Given information →
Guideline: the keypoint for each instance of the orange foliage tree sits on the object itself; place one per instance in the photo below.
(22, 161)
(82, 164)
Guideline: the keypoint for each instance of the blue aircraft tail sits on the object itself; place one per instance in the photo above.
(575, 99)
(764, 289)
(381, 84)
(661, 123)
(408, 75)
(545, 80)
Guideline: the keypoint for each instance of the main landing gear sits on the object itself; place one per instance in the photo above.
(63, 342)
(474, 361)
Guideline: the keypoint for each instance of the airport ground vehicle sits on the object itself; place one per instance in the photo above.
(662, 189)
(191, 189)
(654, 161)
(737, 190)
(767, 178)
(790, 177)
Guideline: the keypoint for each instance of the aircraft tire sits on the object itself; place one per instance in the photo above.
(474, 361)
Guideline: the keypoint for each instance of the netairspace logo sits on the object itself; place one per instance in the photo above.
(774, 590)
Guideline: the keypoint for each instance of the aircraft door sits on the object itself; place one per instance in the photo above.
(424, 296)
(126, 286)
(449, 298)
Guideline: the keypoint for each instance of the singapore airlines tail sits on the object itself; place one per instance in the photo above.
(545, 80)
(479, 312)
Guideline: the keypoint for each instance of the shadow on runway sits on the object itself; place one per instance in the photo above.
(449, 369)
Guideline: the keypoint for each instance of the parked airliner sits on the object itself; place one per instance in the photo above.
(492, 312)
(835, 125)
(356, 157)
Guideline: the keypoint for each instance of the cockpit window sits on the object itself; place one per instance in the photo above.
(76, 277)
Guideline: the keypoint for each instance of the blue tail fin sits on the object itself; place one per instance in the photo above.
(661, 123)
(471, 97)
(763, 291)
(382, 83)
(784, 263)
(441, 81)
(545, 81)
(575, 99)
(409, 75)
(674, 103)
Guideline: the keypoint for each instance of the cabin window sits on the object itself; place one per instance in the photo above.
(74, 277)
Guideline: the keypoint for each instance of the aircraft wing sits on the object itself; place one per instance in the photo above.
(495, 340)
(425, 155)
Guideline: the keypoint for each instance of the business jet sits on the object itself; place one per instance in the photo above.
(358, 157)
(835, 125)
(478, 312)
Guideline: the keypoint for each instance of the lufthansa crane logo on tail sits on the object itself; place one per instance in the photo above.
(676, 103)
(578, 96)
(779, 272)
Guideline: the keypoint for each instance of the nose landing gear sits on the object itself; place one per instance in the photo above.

Written exercise → Lay out the lines above as a numbered list and skip any blank lines.

Output for this exercise →
1. Guideline: the keypoint for each instance of the orange foliage tree sits on the object itself; place one per instance in the photo below.
2. (22, 161)
3. (82, 164)
4. Guideline: the keypoint for each instance of the blue aircraft tail sits on the object itself; place one per instance in the photo above.
5. (575, 99)
6. (764, 289)
7. (381, 84)
8. (661, 123)
9. (408, 75)
10. (545, 80)
11. Guideline: the keypoint for each instance of the main landing gear sits on the object itself; place one per instance in the photo above.
12. (63, 342)
13. (474, 361)
14. Guideline: the keypoint for each instance of the airport ground vehicle sits on the object itself; place one per instance in the photo above.
15. (662, 189)
16. (191, 189)
17. (654, 161)
18. (737, 190)
19. (767, 178)
20. (790, 177)
21. Guideline: the keypoint for each instance of the aircraft tire sits on the object itself; place one per instance in the photo above.
22. (474, 361)
23. Guideline: the keypoint for each instance of the netairspace logo sits on the object itself; place one per instance in the photo above.
24. (774, 590)
25. Guideline: the keypoint for each instance of the aircraft door sits on the object itself; place one per instance in the photo above.
26. (424, 296)
27. (126, 286)
28. (449, 298)
29. Guideline: the keypoint for each instance of the singapore airlines tail sits on the object itself; place one per instance in the photo above.
30. (545, 80)
31. (479, 312)
32. Guideline: the keypoint for each instance of the shadow on runway sits on the object itself; place one per instance in the photo above.
33. (449, 369)
34. Guideline: the keypoint for each instance of the parked airliner sits on the object itself; place one per instance in the photo above.
35. (492, 312)
36. (835, 125)
37. (356, 157)
38. Guideline: the keypoint for each instance of the cockpit window sits on the object itself; place one per instance in the photo above.
39. (76, 277)
40. Guideline: the keypoint for each instance of the blue tail fin sits on the object itself; place one per instance in the photo above.
41. (661, 123)
42. (471, 97)
43. (763, 291)
44. (382, 83)
45. (784, 263)
46. (441, 81)
47. (545, 81)
48. (575, 99)
49. (409, 75)
50. (674, 103)
51. Guideline: the keypoint for each instance of the cabin window sits on the object itself; place one per instance in the photo above.
52. (74, 277)
53. Guideline: the keypoint for each instance of the aircraft wing sits on the object itself; place one per instance in the photo above.
54. (495, 340)
55. (425, 155)
56. Guideline: the keypoint for each instance of the business jet sits on the object itself; place one per instance in the photo above.
57. (358, 157)
58. (835, 125)
59. (478, 312)
60. Guideline: the keypoint for each instance of the lufthansa crane logo on tail sits on the object itself; place one per instance in the photo above.
61. (676, 103)
62. (578, 96)
63. (779, 272)
64. Guideline: the keypoint for each instance of the nose landing gear sits on the object itself; place one per instance in the photo above.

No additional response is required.